▶ _What you are asked to do_
Find the line that contains "TARGET = green grass". Then set down that line and all the lines after it, to the end of the records, exactly and with nothing added.

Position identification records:
■ ■ ■ ■ ■
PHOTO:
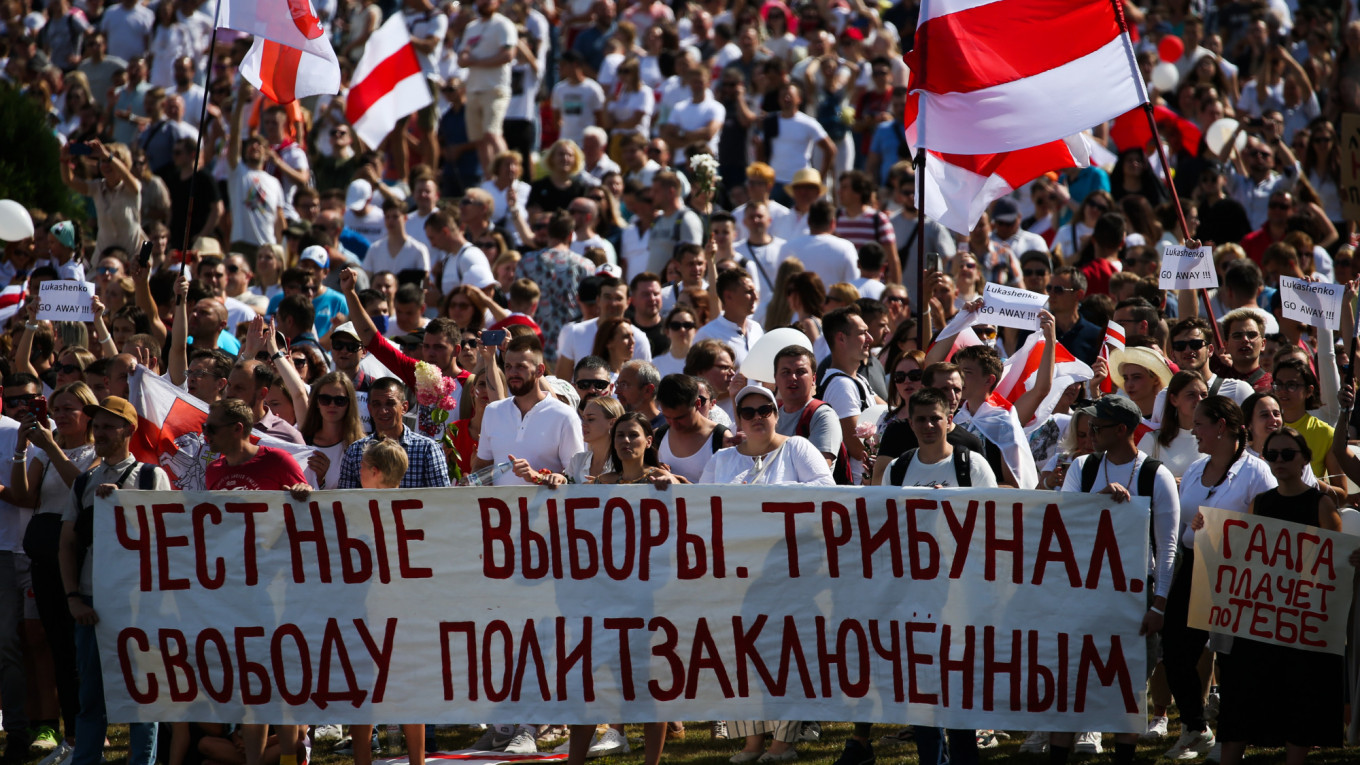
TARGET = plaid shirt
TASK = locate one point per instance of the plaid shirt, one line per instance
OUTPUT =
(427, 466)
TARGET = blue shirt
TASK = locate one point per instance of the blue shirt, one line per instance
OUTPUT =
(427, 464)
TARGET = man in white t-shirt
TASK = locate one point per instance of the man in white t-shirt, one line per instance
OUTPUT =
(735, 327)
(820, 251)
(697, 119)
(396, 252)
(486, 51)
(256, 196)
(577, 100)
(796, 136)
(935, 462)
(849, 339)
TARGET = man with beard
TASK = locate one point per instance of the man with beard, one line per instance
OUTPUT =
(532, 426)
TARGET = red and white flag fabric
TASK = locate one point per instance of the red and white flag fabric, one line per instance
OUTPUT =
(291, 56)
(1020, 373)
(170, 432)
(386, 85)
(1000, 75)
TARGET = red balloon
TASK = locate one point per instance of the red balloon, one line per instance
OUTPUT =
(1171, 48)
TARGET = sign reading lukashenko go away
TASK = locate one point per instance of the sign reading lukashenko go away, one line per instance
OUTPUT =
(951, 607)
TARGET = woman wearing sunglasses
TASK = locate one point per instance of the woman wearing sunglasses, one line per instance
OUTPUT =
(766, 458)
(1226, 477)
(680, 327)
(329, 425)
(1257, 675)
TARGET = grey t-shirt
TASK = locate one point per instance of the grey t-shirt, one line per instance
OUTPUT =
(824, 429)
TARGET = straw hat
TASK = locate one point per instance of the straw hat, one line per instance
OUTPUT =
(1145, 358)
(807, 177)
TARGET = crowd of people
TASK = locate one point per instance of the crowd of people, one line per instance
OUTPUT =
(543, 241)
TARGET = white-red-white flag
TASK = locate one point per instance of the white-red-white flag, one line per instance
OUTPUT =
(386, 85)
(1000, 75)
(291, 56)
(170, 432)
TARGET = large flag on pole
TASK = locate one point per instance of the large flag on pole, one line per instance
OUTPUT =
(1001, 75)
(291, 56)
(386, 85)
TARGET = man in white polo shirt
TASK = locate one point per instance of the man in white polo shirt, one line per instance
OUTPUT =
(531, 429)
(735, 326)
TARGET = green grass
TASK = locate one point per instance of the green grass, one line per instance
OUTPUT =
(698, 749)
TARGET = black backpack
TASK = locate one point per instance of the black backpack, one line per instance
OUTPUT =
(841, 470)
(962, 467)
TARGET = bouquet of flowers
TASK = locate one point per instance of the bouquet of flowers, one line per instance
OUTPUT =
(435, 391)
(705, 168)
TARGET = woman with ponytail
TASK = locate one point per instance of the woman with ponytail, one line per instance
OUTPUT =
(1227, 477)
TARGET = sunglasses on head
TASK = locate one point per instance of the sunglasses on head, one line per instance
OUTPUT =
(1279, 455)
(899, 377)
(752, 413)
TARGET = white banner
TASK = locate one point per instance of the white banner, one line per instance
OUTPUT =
■ ■ ■ ■ ■
▶ _Response_
TARGET = green grass
TASK = locate one point per instance of the green grass, one line per instance
OUTPUT =
(698, 749)
TARGET = black backpack
TASK = locate one point per instance of the black backpack, one line per instance
OUTPUT =
(841, 470)
(962, 467)
TARGET = bouquet of flowers
TASK = locate one point per instance of the bouquet of flowers, one line per instance
OUTPUT =
(435, 391)
(705, 168)
TARGET = woman with ponytail
TASK = locate one point per instance of the woman with ponytail, one line per instance
OUTPUT =
(1227, 477)
TARGET = sunglasses on head
TASK = locate one point per instance of the sunglasses on head, one line per instance
OUTPUT =
(1279, 455)
(899, 377)
(752, 413)
TARGET = white banner
TASK = locate one point per instance of the white banner, one line per instance
OUTPUT =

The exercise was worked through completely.